# EXTRACT TO READ

I have a problem like this:

A man drops a rock into a well.

(a) The man hears the sound of the splash

**2.5**

**s**after he releases the rock

**from rest.**The speed of sound in air (at the ambient temperature) is

**336 m/s**. How far below the top of the well is the surface of the water?

Using the following transformations:

I. y_f = y_i +(v_yi)(t_1)+1/2(a_y)(t_1)^2

II. V_s(speed of sound)= y_f/t_2 => y_f = (V_s)(t_2)

III. t_1+t_2 = 2.5s => t_2 = 2.5s - t_1

Now, solving the system of equations and replacing t_2 with what we got in III:

-4.9t^2+336t_1 - 840=0 ,

solving for t_1 as an equation of second degree I get t_1 = 2.5984,

I am a bit confused, since I should have got something lesser then 2.5s,

but anyways, taking the difference between these two times and subtracting it from 2.5 s I get t_1 = 2.365

and using this time in equation I. I get y_f = 28.260m, which is correct according to my answer in the book...

# INFORMATION SHOWN
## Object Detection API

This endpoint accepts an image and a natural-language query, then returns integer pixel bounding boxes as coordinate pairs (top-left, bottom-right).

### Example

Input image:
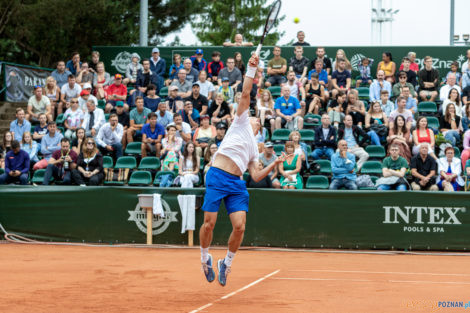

# EXERCISE REQUIREMENTS
A. Answer these questions from the post about the rock in the well, one line each:
(i) What speed of sound does the problem give?
(ii) How long after releasing the rock does the man hear the splash?
(iii) What depth does the poster finally obtain?
B. Summarize the post about the rock in the well in two sentences.
C. Carry on the post about the rock in the well, beginning after its final sentence.

# OUTPUTS BY TASK
A.
(i) 336 m/s
(ii) 2.5 s
(iii) 28.260 m

B. The poster works a problem in which a man drops a rock into a well and hears the splash 2.5 s after releasing it, with sound traveling at 336 m/s, and sets up equations for the rock's fall, the sound's travel, and the total time. Solving the resulting quadratic gives t_1 = 2.5984, which confuses the poster because it should be less than 2.5 s, but subtracting the difference between the two times from 2.5 s gives t_1 = 2.365 and a depth of 28.260 m, which matches the book's answer.

C.
Now, I have to answer to the second point:

(b) If the travel time for the sound is ignored, what percentage error is introduced when the depth of the well is calculated (in %)?

considering t_1 = t = 2.5s,

we get y_f = 30.625m, which is (30.625m - 28.260m) = 2.365m more then the real depth.

and finally, (2.365m)*(100%)/(28.260m) = 8.3687% , which is not considered as a correct answer; it says its more then 10% from the value of the correct answer.

I have two questions:

1. Why I get that confusing result when I solve for t_1?

2. What's my mistake when finding the percent of error?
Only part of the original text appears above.